**TASK DESCRIPTION**. Can you output every line of the records below unchanged, from the line containing "turret above? Mark it with a dot." down to the line containing "(1101, 471)", with both of those lines included?

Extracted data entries
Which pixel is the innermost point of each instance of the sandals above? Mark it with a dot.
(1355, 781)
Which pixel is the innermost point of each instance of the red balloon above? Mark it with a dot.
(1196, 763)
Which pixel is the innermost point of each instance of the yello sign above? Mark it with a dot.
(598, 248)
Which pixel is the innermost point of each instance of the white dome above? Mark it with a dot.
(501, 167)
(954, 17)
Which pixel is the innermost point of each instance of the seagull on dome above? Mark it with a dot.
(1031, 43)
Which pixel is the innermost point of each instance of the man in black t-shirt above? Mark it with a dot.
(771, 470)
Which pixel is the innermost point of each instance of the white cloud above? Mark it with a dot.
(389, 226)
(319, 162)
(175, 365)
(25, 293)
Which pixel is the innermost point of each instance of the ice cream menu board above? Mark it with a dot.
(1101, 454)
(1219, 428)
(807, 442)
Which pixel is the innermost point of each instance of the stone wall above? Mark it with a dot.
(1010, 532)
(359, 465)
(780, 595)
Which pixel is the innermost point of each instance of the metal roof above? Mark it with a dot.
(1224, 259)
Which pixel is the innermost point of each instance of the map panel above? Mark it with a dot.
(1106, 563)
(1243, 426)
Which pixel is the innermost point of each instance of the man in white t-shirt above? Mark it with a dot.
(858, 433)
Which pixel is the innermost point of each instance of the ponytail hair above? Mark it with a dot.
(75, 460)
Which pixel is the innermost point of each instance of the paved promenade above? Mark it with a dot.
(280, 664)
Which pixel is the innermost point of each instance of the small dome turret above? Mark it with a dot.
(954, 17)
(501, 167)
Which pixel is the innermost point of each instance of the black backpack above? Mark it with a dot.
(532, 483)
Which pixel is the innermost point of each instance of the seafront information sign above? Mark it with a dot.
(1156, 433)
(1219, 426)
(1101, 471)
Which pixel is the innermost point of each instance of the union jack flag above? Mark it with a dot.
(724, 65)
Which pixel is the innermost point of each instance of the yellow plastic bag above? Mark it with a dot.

**OUTPUT OF THE TASK**.
Which pixel is the innermost point of each instance of the small dome turret above? Mark it with a dot.
(954, 17)
(501, 167)
Which pixel is the innermost point of each instance of the black backpack above? Mark it with a dot.
(532, 483)
Which pixel is the innermost point of each instance of the seafront information sign above? Mark it with a dot.
(1156, 433)
(1219, 426)
(1101, 471)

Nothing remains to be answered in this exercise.